Source document —
I literally just went through this yesterday. Had a few failing tests in an unfamiliar domain. Took a cursory look, couldn't figure it out. Pasted the error messages into Claude to see if it could speed things up for me. We went back and forth for a while, pulling on different threads and trying various things. In the end, it gave up and essentially relaxed the test's assertions to make it pass.

I wasn't happy with that outcome, so I decided to invest some time in debugging through the test, tracing the flow of data, looking at the state of the stack frames and finally figured out what was wrong -- the solution was so simple and so obvious that had I just given the effort up front, it would have saved me some time and tokens.

It's a valuable lesson to take to heart. I think it's better to go from tinkering and trying it out yourself, than to go straight to AI and then giving it a go independently.

nasretdinovtoday at 1:10 PM

That reminds me of why I don't think that if err != nil in Go is actually a problem, because while it's annoying to have to pause each time an error can happen, it's actually very useful, because it forces you to consider all the possible failure states and it often lets you discover the flaws in your original design while you're typing in the code. This eventually leads to much better outcomes and allows for the tools I write to be much more resilient than they otherwise would.

(Items from a dataset)
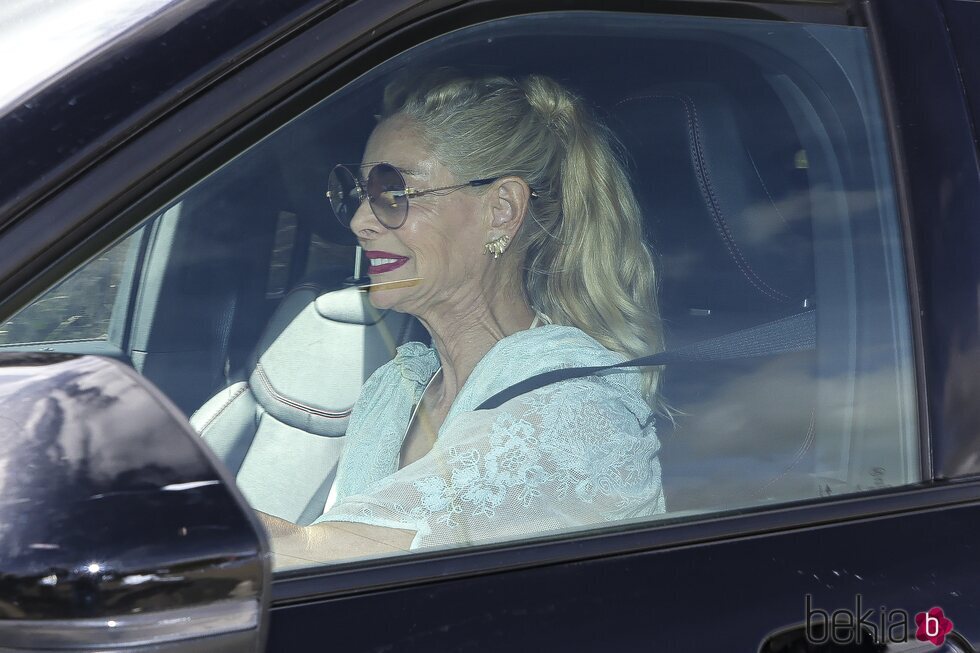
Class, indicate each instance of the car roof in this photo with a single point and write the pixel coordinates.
(40, 39)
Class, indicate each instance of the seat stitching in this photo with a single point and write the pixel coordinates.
(295, 404)
(238, 393)
(707, 191)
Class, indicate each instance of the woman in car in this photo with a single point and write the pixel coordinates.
(499, 215)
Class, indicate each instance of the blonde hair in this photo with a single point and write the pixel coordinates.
(584, 260)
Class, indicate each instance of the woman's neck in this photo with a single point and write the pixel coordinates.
(463, 336)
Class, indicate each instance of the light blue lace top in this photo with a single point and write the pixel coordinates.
(571, 454)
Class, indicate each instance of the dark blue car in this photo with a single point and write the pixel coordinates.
(183, 336)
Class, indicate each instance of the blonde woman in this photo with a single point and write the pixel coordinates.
(502, 208)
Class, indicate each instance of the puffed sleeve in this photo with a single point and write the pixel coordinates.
(565, 456)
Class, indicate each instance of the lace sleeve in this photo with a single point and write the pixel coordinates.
(561, 457)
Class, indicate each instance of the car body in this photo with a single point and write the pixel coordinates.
(92, 149)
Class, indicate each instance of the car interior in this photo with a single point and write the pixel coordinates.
(763, 197)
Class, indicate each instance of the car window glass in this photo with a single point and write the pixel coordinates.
(678, 179)
(81, 306)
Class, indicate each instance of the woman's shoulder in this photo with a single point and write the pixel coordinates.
(554, 346)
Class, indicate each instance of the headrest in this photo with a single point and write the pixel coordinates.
(723, 186)
(349, 305)
(316, 353)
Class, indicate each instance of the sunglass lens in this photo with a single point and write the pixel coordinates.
(343, 194)
(386, 192)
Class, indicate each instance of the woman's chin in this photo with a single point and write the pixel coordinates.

Problem description — Please write out the stretch of the forum comments from "I literally just" through "time and tokens.".

Response —
I literally just went through this yesterday. Had a few failing tests in an unfamiliar domain. Took a cursory look, couldn't figure it out. Pasted the error messages into Claude to see if it could speed things up for me. We went back and forth for a while, pulling on different threads and trying various things. In the end, it gave up and essentially relaxed the test's assertions to make it pass.

I wasn't happy with that outcome, so I decided to invest some time in debugging through the test, tracing the flow of data, looking at the state of the stack frames and finally figured out what was wrong -- the solution was so simple and so obvious that had I just given the effort up front, it would have saved me some time and tokens.